OBJECTIVE: How many lines in the records below contain the word "outline"? Reply with the number alone.
Start of GIVEN RECORDS
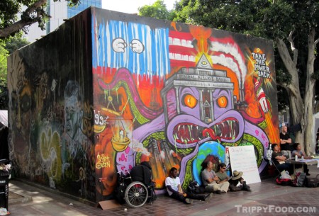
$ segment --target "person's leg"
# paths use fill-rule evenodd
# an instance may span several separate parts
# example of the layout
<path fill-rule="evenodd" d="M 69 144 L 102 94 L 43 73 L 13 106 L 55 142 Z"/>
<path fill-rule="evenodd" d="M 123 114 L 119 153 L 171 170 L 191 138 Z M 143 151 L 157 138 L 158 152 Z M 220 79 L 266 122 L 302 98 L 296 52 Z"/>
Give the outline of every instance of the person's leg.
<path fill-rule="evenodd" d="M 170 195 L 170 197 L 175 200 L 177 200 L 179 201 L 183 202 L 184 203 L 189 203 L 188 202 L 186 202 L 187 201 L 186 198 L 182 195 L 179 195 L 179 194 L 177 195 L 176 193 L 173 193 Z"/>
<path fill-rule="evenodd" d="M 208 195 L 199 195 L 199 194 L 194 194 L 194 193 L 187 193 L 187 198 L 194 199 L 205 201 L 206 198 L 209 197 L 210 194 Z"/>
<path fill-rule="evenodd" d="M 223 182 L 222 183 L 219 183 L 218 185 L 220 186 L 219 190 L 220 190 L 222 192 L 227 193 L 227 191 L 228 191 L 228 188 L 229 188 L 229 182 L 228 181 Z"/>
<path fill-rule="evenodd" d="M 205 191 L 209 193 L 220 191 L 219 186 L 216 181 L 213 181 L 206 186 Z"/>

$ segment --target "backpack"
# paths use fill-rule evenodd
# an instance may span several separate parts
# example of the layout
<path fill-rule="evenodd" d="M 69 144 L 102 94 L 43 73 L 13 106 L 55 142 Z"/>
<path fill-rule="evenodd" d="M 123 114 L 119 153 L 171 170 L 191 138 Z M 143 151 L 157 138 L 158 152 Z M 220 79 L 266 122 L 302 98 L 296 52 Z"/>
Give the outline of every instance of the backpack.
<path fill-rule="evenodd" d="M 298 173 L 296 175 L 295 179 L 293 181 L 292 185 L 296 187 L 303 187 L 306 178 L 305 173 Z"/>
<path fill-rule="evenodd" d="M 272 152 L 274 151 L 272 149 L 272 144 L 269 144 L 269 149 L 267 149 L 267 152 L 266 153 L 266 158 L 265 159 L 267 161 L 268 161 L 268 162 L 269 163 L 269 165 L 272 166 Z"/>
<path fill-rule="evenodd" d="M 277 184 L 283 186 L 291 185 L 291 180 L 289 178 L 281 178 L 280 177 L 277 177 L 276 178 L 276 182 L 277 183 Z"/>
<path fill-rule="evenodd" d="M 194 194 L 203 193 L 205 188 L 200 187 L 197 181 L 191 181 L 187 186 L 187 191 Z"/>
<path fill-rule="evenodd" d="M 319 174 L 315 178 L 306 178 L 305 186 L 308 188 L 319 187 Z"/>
End of GIVEN RECORDS
Start of GIVEN RECORDS
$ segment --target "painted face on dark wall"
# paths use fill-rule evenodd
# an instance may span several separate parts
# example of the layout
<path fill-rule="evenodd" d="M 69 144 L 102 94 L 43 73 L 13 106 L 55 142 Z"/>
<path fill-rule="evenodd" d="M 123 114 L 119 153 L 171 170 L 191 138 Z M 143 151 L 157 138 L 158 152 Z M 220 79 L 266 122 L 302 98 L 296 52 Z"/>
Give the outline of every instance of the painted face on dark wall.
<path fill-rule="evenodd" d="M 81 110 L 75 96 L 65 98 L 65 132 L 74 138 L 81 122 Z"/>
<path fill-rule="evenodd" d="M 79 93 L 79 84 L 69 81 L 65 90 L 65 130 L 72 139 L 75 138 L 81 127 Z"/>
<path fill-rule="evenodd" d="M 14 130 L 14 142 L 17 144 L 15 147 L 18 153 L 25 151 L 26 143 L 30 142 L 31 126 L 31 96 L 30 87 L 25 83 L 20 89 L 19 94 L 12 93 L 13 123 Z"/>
End of GIVEN RECORDS
ANSWER FOR THIS EXERCISE: 3